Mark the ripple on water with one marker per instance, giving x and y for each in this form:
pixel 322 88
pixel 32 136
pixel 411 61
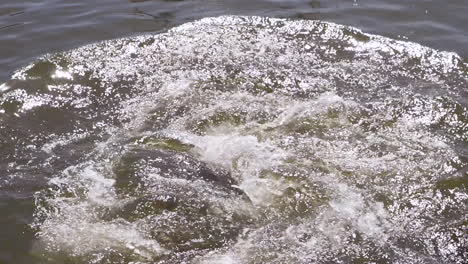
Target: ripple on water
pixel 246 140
------------------------------------------------------------------------
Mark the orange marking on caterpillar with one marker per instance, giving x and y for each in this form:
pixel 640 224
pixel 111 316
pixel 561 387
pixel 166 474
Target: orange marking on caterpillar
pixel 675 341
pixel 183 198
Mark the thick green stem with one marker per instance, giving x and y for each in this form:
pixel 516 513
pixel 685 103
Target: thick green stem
------------------------------------------------------------------------
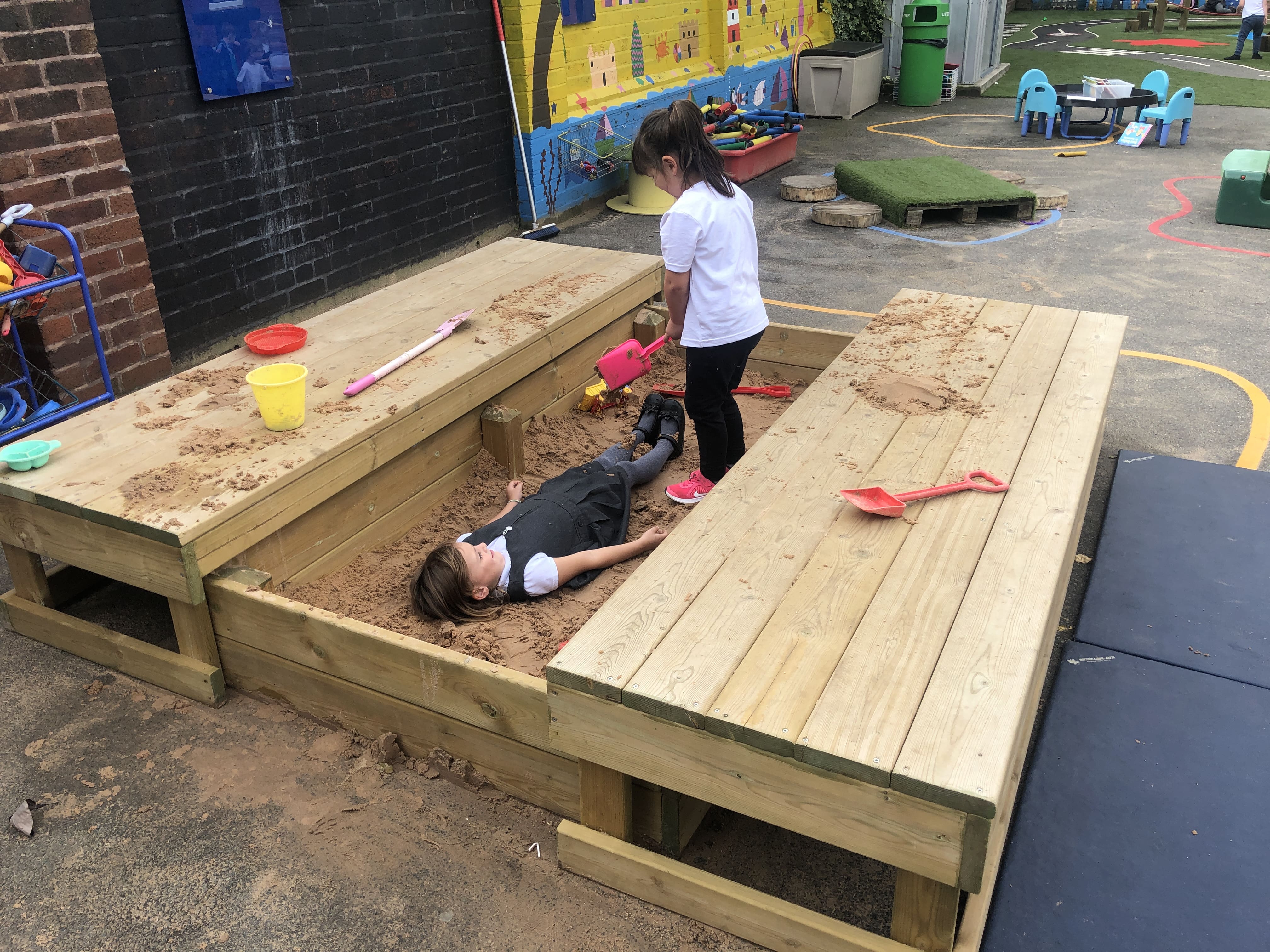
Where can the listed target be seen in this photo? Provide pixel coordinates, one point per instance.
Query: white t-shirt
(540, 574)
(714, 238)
------------------------------------------------------------------------
## EXERCISE TASK
Reproduce the material word for word from the line containing "Mark the thick" up to and including the line containing "Target: thick green stem".

## CORRECT ANSWER
Mark the thick green stem with one marker per instance, giving x and y for each in this form:
pixel 516 513
pixel 685 103
Target: thick green stem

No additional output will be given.